**EXERCISE PROMPT**
Convert the lines from the one containing "On this screenshot, the jersey" up to and including the one containing "[185,2,192,17]" into a numbered list, leaving out any blank lines.

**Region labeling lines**
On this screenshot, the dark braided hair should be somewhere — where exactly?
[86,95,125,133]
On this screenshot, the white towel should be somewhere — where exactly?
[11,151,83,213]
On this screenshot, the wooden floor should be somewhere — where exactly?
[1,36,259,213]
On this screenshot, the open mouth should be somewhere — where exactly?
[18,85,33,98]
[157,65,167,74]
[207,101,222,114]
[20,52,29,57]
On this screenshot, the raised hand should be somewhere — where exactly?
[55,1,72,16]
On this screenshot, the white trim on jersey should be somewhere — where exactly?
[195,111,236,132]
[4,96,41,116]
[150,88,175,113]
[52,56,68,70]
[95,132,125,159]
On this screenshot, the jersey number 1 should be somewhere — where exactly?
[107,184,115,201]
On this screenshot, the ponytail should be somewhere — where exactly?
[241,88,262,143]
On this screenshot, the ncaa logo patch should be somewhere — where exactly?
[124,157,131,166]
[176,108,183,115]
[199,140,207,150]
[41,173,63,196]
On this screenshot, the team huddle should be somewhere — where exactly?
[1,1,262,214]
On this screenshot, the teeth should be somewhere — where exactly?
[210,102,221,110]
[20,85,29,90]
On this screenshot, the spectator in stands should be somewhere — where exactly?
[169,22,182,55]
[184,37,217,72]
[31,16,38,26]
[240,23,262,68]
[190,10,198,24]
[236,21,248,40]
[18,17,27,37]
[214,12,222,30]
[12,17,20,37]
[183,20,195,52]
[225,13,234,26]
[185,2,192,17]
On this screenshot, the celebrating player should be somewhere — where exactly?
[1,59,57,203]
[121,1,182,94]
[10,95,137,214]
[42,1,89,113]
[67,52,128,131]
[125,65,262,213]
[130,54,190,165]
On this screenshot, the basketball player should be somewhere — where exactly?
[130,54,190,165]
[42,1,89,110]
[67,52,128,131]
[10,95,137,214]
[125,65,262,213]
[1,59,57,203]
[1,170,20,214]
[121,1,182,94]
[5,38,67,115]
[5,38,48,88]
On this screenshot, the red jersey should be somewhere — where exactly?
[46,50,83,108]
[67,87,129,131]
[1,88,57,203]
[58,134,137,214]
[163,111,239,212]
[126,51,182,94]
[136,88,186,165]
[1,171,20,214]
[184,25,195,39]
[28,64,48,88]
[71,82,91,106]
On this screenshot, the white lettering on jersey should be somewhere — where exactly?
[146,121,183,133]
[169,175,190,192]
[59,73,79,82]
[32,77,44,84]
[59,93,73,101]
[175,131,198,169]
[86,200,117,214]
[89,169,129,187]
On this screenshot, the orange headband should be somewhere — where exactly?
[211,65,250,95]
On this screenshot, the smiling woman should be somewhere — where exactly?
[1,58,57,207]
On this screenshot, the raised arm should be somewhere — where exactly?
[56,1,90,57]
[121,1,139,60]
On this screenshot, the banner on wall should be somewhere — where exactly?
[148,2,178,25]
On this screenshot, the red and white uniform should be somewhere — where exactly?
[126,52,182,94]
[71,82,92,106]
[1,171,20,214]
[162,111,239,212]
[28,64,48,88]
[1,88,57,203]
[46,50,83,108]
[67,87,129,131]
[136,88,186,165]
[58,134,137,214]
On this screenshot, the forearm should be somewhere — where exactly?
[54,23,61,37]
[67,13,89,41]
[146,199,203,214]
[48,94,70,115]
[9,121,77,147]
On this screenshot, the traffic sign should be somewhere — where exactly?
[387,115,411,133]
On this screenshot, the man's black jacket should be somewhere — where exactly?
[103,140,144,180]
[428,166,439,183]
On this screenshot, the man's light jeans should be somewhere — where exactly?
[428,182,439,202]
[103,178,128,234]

**TASK ANSWER**
1. On this screenshot, the jersey number 1 should be somewhere — where exactly?
2. [107,184,115,201]
3. On this screenshot, the ponytail should be somewhere — where exactly?
4. [241,88,262,143]
5. On this screenshot, the ncaa logo patch should be somewhere — where exactly?
6. [124,157,131,166]
7. [176,108,183,115]
8. [199,140,207,150]
9. [41,173,63,196]
10. On this screenshot, the team huddle should be somewhere — where exactly?
11. [1,1,262,214]
12. On this screenshot, the teeth should be somewhere — where exactly?
13. [210,102,221,110]
14. [20,85,29,90]
15. On this screenshot, the spectator in stands should be somewhere — where exactly?
16. [169,22,182,55]
17. [184,37,217,72]
18. [31,16,38,26]
19. [240,23,262,68]
20. [190,10,198,24]
21. [236,21,248,40]
22. [18,17,27,37]
23. [214,12,222,30]
24. [12,17,20,37]
25. [183,20,195,52]
26. [225,13,234,26]
27. [185,2,192,17]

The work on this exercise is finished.